(Contour annotation records)
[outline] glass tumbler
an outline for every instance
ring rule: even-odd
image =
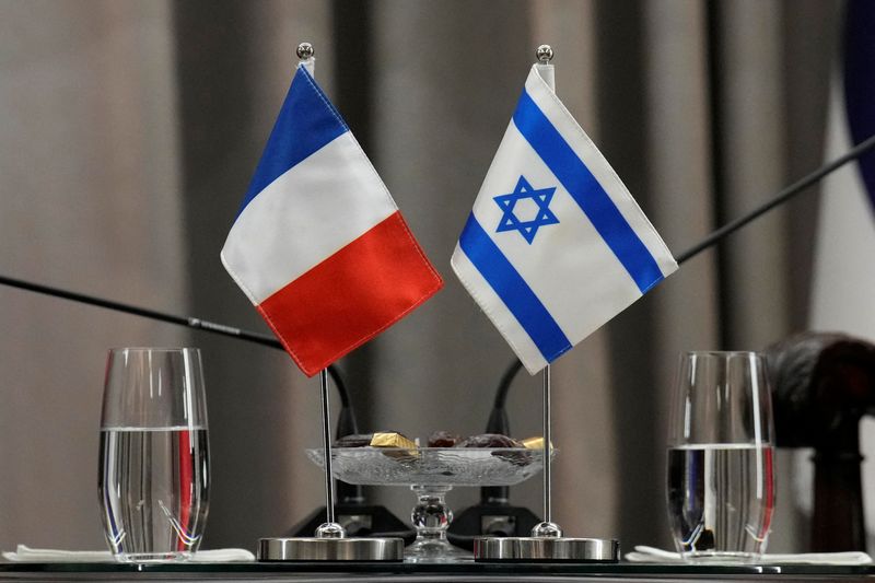
[[[203,534],[210,482],[198,349],[109,351],[100,456],[101,515],[116,559],[189,558]]]
[[[681,354],[668,435],[667,502],[678,552],[752,562],[774,509],[774,430],[763,360]]]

• [To be done] Please present the listing above as a numbered list, skipping blank lines and leaving out the pictures.

• [Solution to the exercise]
1. [outline] glass tumbler
2. an outline for every instance
3. ring rule: even-odd
4. image =
5. [[[203,534],[210,482],[198,349],[109,351],[100,456],[101,515],[116,559],[189,558]]]
6. [[[681,354],[668,435],[667,502],[678,552],[752,562],[774,509],[774,430],[763,360]]]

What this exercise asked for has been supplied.